What needs to be done: Lines that include "yellow" make up the answer; copy all of them from the data below.

Point-per-instance localization data:
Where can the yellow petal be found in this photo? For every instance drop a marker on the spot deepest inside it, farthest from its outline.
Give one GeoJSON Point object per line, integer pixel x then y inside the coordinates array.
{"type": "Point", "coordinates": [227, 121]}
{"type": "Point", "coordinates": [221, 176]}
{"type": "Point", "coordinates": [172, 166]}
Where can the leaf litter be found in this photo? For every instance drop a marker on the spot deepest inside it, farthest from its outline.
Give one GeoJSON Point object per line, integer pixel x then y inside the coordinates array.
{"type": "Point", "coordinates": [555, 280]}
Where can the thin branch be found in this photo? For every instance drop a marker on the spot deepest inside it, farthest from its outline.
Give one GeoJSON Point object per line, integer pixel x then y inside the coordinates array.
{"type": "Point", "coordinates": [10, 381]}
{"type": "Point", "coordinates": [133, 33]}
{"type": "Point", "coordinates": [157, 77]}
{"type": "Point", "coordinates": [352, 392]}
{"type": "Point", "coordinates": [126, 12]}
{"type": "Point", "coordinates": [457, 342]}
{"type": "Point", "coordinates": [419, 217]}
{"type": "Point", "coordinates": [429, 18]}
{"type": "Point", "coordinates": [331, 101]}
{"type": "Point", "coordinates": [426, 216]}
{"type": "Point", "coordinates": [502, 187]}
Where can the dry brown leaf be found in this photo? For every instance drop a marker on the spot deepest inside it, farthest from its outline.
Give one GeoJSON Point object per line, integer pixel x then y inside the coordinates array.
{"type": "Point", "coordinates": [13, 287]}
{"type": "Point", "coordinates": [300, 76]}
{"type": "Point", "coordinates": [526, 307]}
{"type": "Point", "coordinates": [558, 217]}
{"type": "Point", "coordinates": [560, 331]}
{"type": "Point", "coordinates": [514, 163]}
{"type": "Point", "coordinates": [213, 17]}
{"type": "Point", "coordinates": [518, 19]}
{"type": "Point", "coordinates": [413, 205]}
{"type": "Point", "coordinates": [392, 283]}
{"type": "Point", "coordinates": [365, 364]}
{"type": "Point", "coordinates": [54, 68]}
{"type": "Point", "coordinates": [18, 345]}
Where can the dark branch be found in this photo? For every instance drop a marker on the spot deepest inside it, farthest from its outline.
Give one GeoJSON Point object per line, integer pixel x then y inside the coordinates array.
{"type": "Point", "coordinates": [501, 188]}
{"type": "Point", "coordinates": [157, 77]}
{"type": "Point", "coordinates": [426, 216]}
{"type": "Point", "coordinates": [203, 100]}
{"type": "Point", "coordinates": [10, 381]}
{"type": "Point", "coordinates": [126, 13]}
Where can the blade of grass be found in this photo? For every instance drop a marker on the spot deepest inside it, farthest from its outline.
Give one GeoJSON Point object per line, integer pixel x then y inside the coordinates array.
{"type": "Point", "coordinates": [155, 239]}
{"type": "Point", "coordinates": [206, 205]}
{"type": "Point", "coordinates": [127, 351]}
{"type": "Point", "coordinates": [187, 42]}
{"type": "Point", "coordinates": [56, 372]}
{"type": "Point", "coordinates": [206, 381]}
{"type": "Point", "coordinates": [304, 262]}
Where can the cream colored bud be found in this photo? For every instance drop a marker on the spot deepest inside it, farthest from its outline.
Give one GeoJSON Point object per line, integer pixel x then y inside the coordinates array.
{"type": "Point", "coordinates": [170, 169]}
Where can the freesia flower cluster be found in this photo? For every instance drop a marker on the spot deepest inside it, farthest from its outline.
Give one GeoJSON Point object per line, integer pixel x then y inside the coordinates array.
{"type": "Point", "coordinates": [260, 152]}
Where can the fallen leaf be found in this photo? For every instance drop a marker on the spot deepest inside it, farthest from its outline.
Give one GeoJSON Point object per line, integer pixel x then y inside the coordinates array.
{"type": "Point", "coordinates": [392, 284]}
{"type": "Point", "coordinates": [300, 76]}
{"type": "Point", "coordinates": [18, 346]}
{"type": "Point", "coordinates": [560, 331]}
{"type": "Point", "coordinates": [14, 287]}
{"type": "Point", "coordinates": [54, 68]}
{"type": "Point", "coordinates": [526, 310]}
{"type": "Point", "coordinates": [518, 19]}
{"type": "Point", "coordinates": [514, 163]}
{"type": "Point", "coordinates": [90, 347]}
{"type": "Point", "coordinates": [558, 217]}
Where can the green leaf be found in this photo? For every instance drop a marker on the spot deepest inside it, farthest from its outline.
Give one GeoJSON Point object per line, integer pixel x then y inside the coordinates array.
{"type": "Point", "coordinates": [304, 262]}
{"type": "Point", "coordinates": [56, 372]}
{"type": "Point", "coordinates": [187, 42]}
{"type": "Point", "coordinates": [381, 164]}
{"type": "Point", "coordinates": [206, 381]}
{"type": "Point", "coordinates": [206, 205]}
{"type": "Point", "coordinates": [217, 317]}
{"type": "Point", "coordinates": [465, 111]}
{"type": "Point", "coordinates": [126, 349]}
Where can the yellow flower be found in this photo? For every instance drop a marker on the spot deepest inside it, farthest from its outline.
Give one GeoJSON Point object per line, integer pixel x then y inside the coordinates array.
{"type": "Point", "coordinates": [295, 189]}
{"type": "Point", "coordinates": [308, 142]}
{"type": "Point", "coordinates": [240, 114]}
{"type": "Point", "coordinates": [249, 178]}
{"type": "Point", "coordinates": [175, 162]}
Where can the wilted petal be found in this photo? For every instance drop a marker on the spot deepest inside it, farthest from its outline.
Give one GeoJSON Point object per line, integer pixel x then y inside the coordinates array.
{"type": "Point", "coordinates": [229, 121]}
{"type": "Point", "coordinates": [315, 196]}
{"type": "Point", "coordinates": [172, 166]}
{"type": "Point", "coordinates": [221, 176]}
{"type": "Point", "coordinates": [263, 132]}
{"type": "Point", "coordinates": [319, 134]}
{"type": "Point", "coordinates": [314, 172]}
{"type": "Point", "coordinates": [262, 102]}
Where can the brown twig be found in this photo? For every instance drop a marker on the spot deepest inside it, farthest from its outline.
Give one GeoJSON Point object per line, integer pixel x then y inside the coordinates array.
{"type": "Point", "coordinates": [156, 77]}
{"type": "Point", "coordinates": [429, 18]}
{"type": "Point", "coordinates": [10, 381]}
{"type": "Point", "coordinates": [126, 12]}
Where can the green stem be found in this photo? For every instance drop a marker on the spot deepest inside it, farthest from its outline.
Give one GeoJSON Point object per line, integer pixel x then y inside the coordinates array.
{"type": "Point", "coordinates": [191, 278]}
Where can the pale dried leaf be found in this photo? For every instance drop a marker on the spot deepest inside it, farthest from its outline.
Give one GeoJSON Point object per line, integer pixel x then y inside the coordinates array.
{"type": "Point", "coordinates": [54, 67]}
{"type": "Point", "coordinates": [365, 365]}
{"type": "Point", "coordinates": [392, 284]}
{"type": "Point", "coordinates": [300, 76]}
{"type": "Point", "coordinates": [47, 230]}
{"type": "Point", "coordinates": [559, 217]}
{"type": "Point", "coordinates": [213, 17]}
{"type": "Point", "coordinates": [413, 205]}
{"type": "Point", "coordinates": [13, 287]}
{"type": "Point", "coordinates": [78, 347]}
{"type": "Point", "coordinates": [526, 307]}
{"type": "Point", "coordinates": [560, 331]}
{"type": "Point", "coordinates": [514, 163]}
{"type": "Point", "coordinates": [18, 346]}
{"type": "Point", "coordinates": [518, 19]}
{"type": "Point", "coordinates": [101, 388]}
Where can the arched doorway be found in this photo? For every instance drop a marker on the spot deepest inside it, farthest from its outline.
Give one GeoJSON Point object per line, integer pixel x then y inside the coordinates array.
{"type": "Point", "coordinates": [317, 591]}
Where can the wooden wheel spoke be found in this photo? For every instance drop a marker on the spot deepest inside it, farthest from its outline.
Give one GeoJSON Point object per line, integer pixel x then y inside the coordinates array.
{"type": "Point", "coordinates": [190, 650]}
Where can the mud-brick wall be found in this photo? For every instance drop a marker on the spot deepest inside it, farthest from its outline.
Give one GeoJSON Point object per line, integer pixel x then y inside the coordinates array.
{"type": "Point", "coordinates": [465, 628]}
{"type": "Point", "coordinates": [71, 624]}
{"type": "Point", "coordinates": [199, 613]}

Your response:
Where can the yellow petal be found in this photo? For every instance drop a marker on the spot deepest inside it, farthest from its outline.
Where can the yellow flower be found in this photo? For every instance drop a marker on the spot deepest inside it, farthest from its outline.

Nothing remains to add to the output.